- [Exercise aim]: Retype the material word for word, everything from the line containing "Where can the green lawn" down to the line containing "[[589, 186]]", both ends included. Leave the pictures out of your copy.

- [Exercise data]:
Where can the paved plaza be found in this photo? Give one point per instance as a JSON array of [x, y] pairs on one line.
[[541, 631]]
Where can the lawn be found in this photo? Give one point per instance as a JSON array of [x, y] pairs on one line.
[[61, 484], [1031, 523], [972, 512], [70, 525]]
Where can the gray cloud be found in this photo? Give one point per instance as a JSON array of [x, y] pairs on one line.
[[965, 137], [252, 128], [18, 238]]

---

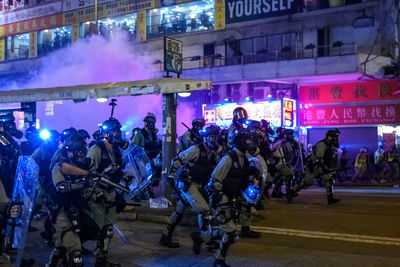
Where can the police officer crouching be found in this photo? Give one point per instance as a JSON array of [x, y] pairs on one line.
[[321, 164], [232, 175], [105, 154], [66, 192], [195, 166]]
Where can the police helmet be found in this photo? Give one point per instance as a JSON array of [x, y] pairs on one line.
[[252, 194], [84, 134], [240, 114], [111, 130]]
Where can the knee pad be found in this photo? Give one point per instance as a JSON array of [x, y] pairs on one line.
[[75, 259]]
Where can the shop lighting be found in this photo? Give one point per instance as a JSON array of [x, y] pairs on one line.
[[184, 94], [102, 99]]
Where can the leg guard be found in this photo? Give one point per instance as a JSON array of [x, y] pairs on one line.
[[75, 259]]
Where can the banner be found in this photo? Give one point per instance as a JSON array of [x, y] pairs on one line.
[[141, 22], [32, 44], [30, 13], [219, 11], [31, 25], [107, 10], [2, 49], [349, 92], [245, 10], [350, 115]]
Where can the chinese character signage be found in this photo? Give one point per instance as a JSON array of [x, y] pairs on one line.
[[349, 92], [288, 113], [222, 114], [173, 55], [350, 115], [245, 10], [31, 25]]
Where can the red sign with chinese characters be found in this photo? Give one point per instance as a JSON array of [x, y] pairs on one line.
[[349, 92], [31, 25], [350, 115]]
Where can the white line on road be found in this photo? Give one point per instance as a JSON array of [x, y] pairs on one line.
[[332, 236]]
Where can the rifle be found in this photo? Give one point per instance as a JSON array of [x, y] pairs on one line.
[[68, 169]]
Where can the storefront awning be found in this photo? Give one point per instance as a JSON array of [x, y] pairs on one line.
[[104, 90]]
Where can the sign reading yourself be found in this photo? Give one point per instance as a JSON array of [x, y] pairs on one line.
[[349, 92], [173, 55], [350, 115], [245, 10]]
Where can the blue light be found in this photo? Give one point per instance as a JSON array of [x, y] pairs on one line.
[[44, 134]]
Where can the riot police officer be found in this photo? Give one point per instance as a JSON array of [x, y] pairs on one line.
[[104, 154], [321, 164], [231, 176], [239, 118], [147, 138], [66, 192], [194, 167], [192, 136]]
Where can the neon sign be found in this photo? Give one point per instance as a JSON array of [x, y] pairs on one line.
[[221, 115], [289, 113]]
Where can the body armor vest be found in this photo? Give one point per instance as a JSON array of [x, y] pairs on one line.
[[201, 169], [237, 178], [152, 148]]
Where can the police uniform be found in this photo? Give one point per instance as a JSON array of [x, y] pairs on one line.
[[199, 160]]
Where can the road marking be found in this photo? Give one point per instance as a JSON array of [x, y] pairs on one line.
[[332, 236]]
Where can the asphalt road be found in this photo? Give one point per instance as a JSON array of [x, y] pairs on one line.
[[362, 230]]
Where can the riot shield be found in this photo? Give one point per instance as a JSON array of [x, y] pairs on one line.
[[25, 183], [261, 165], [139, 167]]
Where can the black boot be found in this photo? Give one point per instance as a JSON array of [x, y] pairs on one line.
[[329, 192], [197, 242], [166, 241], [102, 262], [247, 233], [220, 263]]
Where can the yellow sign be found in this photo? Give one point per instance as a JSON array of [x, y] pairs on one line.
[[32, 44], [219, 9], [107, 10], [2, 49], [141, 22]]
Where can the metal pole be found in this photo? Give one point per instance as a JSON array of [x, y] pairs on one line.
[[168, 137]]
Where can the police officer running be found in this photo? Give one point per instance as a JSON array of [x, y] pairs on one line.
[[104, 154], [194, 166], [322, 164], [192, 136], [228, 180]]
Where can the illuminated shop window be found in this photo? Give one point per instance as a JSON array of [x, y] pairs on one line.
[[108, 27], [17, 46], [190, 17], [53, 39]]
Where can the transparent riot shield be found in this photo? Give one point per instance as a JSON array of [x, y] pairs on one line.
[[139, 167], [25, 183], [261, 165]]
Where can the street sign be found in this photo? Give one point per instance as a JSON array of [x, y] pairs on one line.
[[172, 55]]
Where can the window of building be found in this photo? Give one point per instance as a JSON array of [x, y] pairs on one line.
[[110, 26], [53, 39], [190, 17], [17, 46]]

---

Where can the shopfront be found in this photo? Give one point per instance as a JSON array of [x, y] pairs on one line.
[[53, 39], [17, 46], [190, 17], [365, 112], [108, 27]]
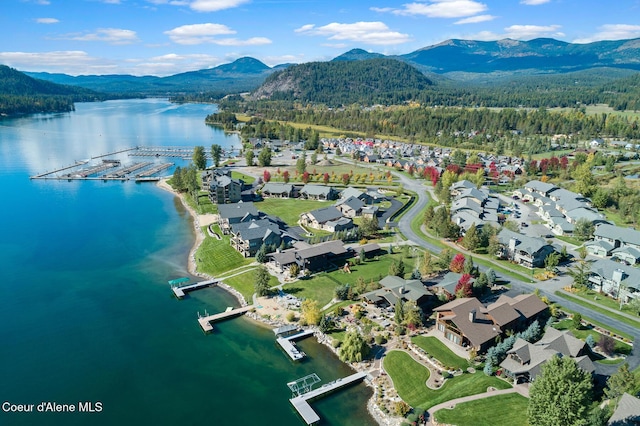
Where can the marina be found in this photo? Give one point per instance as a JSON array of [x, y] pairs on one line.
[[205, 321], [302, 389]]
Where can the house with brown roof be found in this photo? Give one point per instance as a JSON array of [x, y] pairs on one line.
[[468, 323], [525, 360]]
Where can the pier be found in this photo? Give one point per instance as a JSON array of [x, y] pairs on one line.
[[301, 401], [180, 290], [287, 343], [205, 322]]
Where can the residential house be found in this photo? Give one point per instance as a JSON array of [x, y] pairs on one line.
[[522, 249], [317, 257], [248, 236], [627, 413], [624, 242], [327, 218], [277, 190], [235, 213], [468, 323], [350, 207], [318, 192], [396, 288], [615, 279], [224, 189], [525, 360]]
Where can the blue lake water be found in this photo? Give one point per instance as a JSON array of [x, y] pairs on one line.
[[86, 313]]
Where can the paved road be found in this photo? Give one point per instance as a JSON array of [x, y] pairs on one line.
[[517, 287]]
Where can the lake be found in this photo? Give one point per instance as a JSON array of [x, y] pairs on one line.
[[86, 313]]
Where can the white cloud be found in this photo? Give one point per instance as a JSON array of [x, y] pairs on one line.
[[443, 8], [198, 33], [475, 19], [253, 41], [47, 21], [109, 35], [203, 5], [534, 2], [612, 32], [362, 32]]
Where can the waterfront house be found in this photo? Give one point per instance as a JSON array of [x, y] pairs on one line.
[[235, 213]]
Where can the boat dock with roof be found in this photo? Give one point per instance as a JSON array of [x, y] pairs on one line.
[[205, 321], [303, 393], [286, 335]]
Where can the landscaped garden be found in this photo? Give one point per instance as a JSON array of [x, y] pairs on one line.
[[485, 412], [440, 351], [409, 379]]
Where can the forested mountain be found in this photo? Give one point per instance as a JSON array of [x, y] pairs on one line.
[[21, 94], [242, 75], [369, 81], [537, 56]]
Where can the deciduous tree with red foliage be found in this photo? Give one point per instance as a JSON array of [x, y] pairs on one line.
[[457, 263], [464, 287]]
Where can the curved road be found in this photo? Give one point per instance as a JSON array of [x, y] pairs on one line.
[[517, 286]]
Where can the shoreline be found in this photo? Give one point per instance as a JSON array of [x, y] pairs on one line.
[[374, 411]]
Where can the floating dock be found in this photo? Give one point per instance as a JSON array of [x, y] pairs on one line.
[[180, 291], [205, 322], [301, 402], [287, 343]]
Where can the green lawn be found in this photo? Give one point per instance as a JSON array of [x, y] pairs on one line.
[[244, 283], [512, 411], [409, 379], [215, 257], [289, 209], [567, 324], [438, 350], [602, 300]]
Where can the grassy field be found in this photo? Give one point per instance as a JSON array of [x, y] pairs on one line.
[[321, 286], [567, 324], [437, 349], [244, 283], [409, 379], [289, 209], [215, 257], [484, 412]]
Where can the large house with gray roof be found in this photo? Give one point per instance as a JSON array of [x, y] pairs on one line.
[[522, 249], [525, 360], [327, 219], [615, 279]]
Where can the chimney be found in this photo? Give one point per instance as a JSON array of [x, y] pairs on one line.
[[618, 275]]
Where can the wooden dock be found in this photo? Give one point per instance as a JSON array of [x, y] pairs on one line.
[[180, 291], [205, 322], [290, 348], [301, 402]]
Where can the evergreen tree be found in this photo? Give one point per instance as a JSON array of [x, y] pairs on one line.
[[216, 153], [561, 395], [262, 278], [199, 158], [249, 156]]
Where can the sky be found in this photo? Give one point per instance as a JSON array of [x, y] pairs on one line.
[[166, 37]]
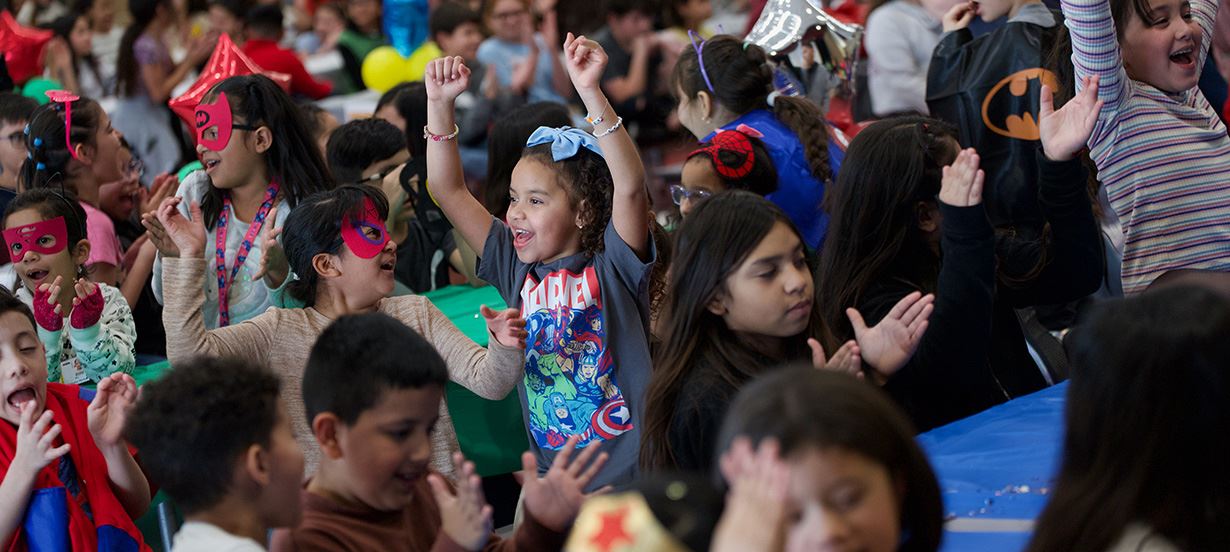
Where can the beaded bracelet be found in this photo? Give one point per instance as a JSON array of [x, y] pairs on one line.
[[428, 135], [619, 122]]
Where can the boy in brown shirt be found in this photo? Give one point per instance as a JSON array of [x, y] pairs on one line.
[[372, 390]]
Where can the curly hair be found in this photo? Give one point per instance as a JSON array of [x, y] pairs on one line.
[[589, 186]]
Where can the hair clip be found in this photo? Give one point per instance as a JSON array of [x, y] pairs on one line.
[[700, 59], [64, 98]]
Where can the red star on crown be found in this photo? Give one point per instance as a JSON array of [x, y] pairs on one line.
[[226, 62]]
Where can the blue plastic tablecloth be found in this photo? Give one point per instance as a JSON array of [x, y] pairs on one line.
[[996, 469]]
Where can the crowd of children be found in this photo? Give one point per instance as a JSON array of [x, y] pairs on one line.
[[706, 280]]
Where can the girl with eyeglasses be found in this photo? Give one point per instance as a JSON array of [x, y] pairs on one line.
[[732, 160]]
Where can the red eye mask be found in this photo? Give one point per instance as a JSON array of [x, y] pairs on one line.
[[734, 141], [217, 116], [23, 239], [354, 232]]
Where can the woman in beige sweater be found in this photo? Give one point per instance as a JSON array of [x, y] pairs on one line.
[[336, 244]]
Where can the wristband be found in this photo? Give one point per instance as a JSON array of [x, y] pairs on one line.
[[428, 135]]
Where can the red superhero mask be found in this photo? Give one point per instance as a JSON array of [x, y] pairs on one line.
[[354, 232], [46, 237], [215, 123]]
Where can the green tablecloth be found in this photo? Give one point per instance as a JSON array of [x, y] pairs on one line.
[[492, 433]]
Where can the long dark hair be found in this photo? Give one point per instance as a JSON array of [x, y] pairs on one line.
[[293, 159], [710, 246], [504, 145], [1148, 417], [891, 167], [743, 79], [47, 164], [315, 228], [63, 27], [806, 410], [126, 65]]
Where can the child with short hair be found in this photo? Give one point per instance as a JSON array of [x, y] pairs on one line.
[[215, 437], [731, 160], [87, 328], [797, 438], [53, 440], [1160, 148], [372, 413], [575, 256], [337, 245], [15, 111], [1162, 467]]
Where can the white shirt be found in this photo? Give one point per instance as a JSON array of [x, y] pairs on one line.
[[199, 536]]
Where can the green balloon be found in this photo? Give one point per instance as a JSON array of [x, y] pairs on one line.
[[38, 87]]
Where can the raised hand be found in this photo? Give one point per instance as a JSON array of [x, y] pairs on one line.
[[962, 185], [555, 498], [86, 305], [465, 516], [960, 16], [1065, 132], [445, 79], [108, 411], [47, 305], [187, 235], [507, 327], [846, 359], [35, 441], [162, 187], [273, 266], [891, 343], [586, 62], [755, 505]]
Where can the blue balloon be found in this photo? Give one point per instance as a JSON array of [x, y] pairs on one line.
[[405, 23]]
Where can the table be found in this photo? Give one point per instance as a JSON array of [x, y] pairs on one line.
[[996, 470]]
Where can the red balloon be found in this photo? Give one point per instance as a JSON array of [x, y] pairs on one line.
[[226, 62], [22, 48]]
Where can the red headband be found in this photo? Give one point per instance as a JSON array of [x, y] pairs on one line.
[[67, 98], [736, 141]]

- [Result for this exercise]:
Where can the green lawn be found in this photo? Give one point per instance as a JSON array of [x, y] pairs on one line.
[[244, 283], [512, 411], [409, 379], [215, 257], [289, 209], [567, 324], [438, 350], [602, 300]]
Where can the grassy field be found in this photo? Give one point per instance as a JSON array of [x, y] pairs on one line.
[[321, 286], [567, 324], [437, 349], [244, 283], [409, 379], [289, 209], [215, 257], [484, 412]]
Where can the large house with gray roof be found in this photo? Give one point per instance as a JSON array of [x, y] pairs on one line.
[[522, 249], [525, 360], [327, 219], [615, 279]]
Where can the chimney be found in this photo? Give one point per instance as a JSON array of [x, y] pairs on one line.
[[618, 275]]
Where can the wooden dock be found in this photo? Give one point per instance as a JSON array of [x, y] pairs on one line.
[[180, 291], [205, 322], [290, 348], [301, 402]]
Where can the evergreen tree be found in this photo? Give one point per instance as a JSON array of [x, y] pairs on one line.
[[216, 153], [561, 395], [262, 278], [199, 158], [249, 156]]
Where can the sky be found in this photo? Give one point per instance as a JSON array of [x, y] pairs on one line.
[[166, 37]]
Where can the beaded bracelet be found in this photo? Give one point per instance as a JSON array of [x, y] pairs on one line.
[[428, 135], [619, 122]]
Where can the boy in brown shirt be found in this photo? Give one point per instance as a JSON array of [x, y] pairs on one line.
[[372, 390]]
Where can the curly hair be found in this photo? Give one point per instance as a JSON array of [x, y] pairs on one line.
[[589, 186]]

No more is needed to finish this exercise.